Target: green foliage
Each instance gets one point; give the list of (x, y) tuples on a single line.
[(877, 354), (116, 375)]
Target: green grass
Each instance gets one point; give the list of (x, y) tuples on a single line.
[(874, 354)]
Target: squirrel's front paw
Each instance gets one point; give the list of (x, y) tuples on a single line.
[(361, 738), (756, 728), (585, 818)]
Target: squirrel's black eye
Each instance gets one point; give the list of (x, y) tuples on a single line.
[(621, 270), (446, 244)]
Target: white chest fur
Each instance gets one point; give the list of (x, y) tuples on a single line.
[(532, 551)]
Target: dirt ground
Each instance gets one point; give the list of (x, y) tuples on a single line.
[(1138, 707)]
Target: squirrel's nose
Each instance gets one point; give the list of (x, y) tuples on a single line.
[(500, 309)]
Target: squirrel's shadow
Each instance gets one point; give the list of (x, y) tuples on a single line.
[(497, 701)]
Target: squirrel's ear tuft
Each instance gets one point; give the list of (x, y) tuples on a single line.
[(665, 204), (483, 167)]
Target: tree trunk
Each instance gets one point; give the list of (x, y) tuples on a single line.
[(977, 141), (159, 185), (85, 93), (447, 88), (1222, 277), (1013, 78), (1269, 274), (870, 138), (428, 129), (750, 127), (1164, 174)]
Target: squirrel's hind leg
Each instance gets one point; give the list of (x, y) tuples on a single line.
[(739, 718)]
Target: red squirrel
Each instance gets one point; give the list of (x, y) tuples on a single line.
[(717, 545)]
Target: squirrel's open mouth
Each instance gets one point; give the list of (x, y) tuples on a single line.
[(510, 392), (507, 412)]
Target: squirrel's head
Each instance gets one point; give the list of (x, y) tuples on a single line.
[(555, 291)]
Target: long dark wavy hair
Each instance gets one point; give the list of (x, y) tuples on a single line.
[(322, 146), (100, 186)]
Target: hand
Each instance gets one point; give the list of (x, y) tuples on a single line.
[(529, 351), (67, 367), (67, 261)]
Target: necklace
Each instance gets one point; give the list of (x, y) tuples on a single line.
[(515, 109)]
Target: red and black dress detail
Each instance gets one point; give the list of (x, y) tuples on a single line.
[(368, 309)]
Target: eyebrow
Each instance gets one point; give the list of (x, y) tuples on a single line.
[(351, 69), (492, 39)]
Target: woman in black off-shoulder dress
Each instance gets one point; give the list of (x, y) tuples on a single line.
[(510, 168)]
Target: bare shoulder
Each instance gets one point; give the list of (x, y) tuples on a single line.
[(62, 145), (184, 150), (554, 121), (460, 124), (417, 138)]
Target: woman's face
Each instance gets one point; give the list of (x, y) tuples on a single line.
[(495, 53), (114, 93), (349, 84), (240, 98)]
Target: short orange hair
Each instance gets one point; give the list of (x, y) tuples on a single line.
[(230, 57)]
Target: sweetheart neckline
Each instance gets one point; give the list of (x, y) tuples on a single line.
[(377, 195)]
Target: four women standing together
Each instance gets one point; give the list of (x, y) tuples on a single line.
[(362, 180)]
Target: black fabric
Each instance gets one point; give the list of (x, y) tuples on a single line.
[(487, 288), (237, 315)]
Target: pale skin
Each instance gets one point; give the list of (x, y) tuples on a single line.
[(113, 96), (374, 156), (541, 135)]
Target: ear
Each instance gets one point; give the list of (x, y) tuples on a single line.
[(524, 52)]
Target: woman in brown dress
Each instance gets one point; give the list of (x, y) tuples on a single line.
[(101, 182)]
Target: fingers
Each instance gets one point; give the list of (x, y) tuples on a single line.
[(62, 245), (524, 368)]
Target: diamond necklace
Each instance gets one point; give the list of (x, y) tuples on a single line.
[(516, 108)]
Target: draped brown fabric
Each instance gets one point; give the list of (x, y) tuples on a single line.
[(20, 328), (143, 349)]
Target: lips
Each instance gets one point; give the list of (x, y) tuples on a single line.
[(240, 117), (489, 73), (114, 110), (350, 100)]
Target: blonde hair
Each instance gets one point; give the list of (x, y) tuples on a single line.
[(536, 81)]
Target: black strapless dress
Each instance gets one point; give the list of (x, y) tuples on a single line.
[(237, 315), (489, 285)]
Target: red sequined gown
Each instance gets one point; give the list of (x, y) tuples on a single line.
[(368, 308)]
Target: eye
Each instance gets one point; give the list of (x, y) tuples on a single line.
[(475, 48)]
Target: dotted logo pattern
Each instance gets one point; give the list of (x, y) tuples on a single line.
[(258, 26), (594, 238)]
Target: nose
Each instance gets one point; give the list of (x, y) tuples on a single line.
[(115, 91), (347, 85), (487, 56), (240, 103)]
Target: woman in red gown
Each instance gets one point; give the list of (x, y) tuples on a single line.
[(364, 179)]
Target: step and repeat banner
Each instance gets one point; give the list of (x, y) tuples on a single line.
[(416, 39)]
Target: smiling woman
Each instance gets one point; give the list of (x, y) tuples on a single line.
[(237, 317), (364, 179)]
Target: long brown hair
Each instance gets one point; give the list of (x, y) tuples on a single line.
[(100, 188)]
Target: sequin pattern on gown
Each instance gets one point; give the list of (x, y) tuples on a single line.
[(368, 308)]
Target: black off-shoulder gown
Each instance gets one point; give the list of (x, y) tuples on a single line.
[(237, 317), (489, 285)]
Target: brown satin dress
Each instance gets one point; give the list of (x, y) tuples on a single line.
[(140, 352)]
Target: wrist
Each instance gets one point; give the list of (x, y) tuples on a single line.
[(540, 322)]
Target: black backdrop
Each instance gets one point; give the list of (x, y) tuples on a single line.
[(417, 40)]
------------------------------------
● What you need to do:
Put all of the records above into a two-column CSV, with one row per record under the header columns "prompt" and "reply". Place each record's text and its answer in their own quoted field, and replace any line breaks with spaces.

● Full output:
prompt,reply
"Target: green foliage Each instance gets one point; give the list of (x, y) tuples on a single line.","[(877, 354), (116, 375)]"
"Target: green grass Each instance gets one point; give the list of (x, y) tuples on a single line.","[(874, 354)]"
"Target: squirrel's front paw Each instance gets one point; give the list of (x, y) tuples on a single line.","[(361, 738), (756, 728), (585, 818)]"
"Target: squirrel's black eye Each instance gets one point; give the list of (x, y) tuples on a single line.","[(621, 270), (446, 244)]"
"Target: white chest fur Each instance gets one point; give the list of (x, y) tuples on a single line.","[(532, 551)]"
"Target: dirt ground Each instance gets one point; give the list of (x, y) tuples on a single line.","[(1138, 707)]"
"Target: squirrel's nose Each instance gets one point; give the list of (x, y) tuples on a single line.","[(500, 309)]"
"Target: squirrel's shadow Each instance gets one point; give the list of (x, y) tuples on a single line.","[(497, 701)]"
"Target: squirrel's ear tuft Each instance gets one point; give the list of (x, y) tuples on a single line.","[(665, 204), (483, 167)]"
"Target: tree trunk Each instance gets one point; give the list of (x, y) tuples on a single line.","[(977, 141), (159, 185), (85, 93), (447, 88), (1222, 277), (1013, 78), (1269, 274), (870, 138), (428, 129), (750, 127), (1164, 174)]"
"Target: squirrel's hind leg Each instance gets one point; give the list of (x, y) tuples on a single line.","[(739, 718)]"
"Target: red squirrel Each instance gets one point; give the list of (x, y) tuples on a single line.","[(717, 545)]"
"Target: squirrel's open mouth Each instance gets one point; give the list of (x, y) tuples on a single line.","[(510, 392), (507, 412)]"
"Target: squirrel's head Each instance gets one point; give the list of (x, y) tuples on a single line.","[(555, 291)]"
"Target: long dark wavy hair Each instance gets one point; give the list of (x, y) tuples on a single line.","[(322, 146), (100, 186)]"
"Target: hand Each instance gets one point; give the list of (x, y) tuples on a single line.","[(529, 351), (67, 367), (67, 261)]"
"Target: necklace Each instance gets one point; give the list of (x, y) tuples on a single line.","[(515, 109)]"
"Target: red and black dress detail Each instance gets one point; give the list of (x, y) tuples on a single line.","[(368, 309)]"
"Target: eyebrow Each instance gets one point; give the list of (x, y) tuples on a single line.","[(351, 69), (492, 39)]"
"Target: woman in black off-shoulder dress Each instance gets one point; give the list of (x, y) tuples on a single line.","[(510, 168)]"
"Target: bare shoulder Each instance gets one point; give the list of (x, y) tuples on a single line.","[(62, 145), (184, 150), (554, 121), (460, 124), (417, 138)]"
"Target: woman's face Each instance gets one point; give the list of (x, y) tuples on a single line.","[(495, 53), (114, 93), (349, 84), (240, 98)]"
"Target: short orange hair Each instance gets one point; give the list of (x, y) tuples on a single line.","[(230, 57)]"
"Target: sweetheart neckline Each instance gets one point; give the list of (x, y) tuples on a single line.","[(377, 195)]"
"Target: four women standing together Each instance gets one point; give the list of (x, y) tuples on a single line.","[(362, 180)]"
"Target: black fabric Each instance gets one point; give the list of (x, y) tuples on a single line.","[(487, 288), (237, 315)]"
"Target: pale skin Each instance gets one point; give the list of (x, y) tuples on a single line.","[(113, 96), (374, 156), (541, 135)]"
"Target: ear Each instance gets one point; give the list of (x, y) tuples on a single line.","[(524, 52)]"
"Target: woman in brown dress Each instance gets one point; give the list of (x, y) tuples on a single line.","[(101, 182)]"
"Target: fingers Each instance gets one point; give the list of (x, y) tuples on a single line.","[(62, 245), (524, 368)]"
"Target: diamond necklace Each instance gets one point; give the list of (x, y) tuples on a single line.","[(516, 108)]"
"Target: draped brown fabric Each instance gets one point; give the list of (x, y) tuples on a single line.","[(20, 328), (143, 349)]"
"Target: lips Each instance gets one point; give the list of (x, y) tuples on a single line.","[(240, 117), (489, 73), (114, 110), (350, 100)]"
"Target: blonde hair Each instance gets one point; give the list of (x, y) tuples on a single line.","[(536, 81)]"
"Target: black strapless dress Each instance gets one point; give the list of (x, y) tuples on a single line.","[(237, 315), (489, 285)]"
"Target: red sequined gown Each instance gets one point; give the list of (x, y) tuples on a single line.","[(368, 308)]"
"Target: eye Each instance gets one point; give the list of (x, y) tuples on a single line.","[(475, 48)]"
"Target: dotted logo pattern Each instance gets one point; give the list of (x, y) tuples on a single line.","[(258, 26), (594, 238)]"
"Target: nose Each instance gets one point; give the list of (x, y) tuples on a single line.","[(115, 91), (347, 85), (487, 56), (240, 103)]"
"Target: woman in red gown Each instance gets one point; give the list of (x, y) tuples on a single line.","[(364, 179)]"
"Target: step and repeat banner Each instance gets one point; give the list of (x, y) tuples on a single line.","[(416, 39)]"
"Target: smiling woman Each instance gets one point; give the list of (x, y) tuples on a single line.","[(237, 317), (364, 179)]"
"Target: long brown hair Each instance gets one point; give the list of (x, y) tuples on a single line.","[(100, 188)]"
"Target: sequin pattern on gown Each instance gets one point; give the list of (x, y) tuples on a single line.","[(368, 308)]"
"Target: black off-shoulder gown Each instance gets one point; give the list of (x, y) tuples on a single line.","[(237, 317), (489, 285)]"
"Target: brown satin dress Each instance gets one point; give the list of (x, y) tuples on a single line.","[(140, 352)]"
"Target: wrist Each instance gets one point; give the list of (x, y) tuples on a single line.","[(540, 322)]"
"Target: black backdrop Each instance gets one point; give the list of (x, y) tuples on a single line.","[(417, 40)]"